EXTRACT PROVIDED:
= = =

Vlad asks if the Swizz Beatz version of “Ether” featured the same lyrics Nas used on the album version. “[There were] little variations. I’m sure you heard of the ‘Dame Dash/Plane crash’ and all that sh*t with the rhymes and sh*t? [He basically said], I’m sorry Aaliyah; I’m sorry it was you in the plane crash, it should’ve been Jay and Dame Dash.” Vlad admits that he was unaware of this history. Large Professor shrugs that he’s hesitant to discuss any further, given that Nas and JAY-Z made peace in 2005. “Nah, it was a bunch of ’em—I don’t even wanna, ’cause they went through that. It was good.” DJ Vlad asks again about the carryover from the first version of the song. “He took the crux of that first one he did with Swizz and did a lil’ re-edit with the Ron Browz [produced] joint.”
“Ether” released in early December, approximately two weeks before Stillmatic. Aaliyah had died in a plane crash in the Bahamas less than four months earlier. At the time of her death, the 22-year-old singer was dating Damon “Dame” Dash, Jay’s manager who also co-founded Roc-A-Fella Records with the rapper as well as Kareem “Biggs” Burke. Nas had worked with Aaliyah on 1999’s “You Won’t See Me Tonight.”
As the discussion continues, Large Professor offers some commentary to the 2001 back-and-forth. “I didn’t like that sh*t at all, the ‘Super Ugly,’” he says of Jay’s response to “Ether.” Comparing “Ether” to Jay’s Blueprint inclusion, Extra P says that “The Takeover” is superior. Notably, he points to Hip-Hop pillar in breakin’, suggesting that Kanye West’s production is better at moving bodies than Ron Browz’ slow and dramatic beat.
The mother of one of Nas’ children, Carmen Bryan, was also involved. Jay boasted having a romantic affair with her in the disses, and leaving condoms in the baby-seat. Large Professor, who first introduced Nas and Carmen, calls that situation “messy” after Vlad plays a clip from his 2017 interview with her.

= = =

GIVEN ENTRIES:
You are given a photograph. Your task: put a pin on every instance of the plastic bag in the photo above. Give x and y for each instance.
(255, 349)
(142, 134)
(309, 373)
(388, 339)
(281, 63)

= = =

LIST OF TASKS:
[A] In the "Ether" passage, replace "Extra P" with "Large Professor" and write out the span from "As the discussion" up to and including "and dramatic beat.".
[B] Please extend the "Ether" passage, picking up right after its final sentence.
These entries were drawn from a separate source.

ANSWERS BELOW:
[A]
As the discussion continues, Large Professor offers some commentary to the 2001 back-and-forth. “I didn’t like that sh*t at all, the ‘Super Ugly,’” he says of Jay’s response to “Ether.” Comparing “Ether” to Jay’s Blueprint inclusion, Large Professor says that “The Takeover” is superior. Notably, he points to Hip-Hop pillar in breakin’, suggesting that Kanye West’s production is better at moving bodies than Ron Browz’ slow and dramatic beat.

[B]
Vlad then mentions the 2005 armistice between the two rappers who had worked together alongside Shaquille O’Neal in 1996 on the mixtape version of “No Love Lost.” “I loved it, because I know the origin,” says the MC/producer/DJ. “Like, we were all on that tour [as JAY-Z rapped about on ‘Takeover’]. We were all humble at that time. Jay was on his mischievous street sh*t. That was the thing that was good: when Jay came out and he was talking that criminal mischief sh*t, I had actually seen inklings of that sh*t while we were on tour. Like him and Irv [Gotti] and them would dip off and sh*t, and then they’d come back and they’d have bags [and other luxury items]. So all that ‘What you doin’ on Pico with Frederico‘ sh*t was actually happening.” He says that it reminded him of Nas, who he had mentored since the demo record days. “To see them come through, their f*ckin’ backgrounds are so similar. It’s almost the same f*ckin’ story. Dogs, somebody gonna have to figure this sh*t out, ’cause y’all working together is better than y’all workin’ apart.”
Large Professor is currently working on music with his co-founders in Main Source, K-Cut and Sir Scratch. They have not released an album together since 1991’s Breaking Atoms. That Wild Pitch Records album includes the first appearance of Nas on wax.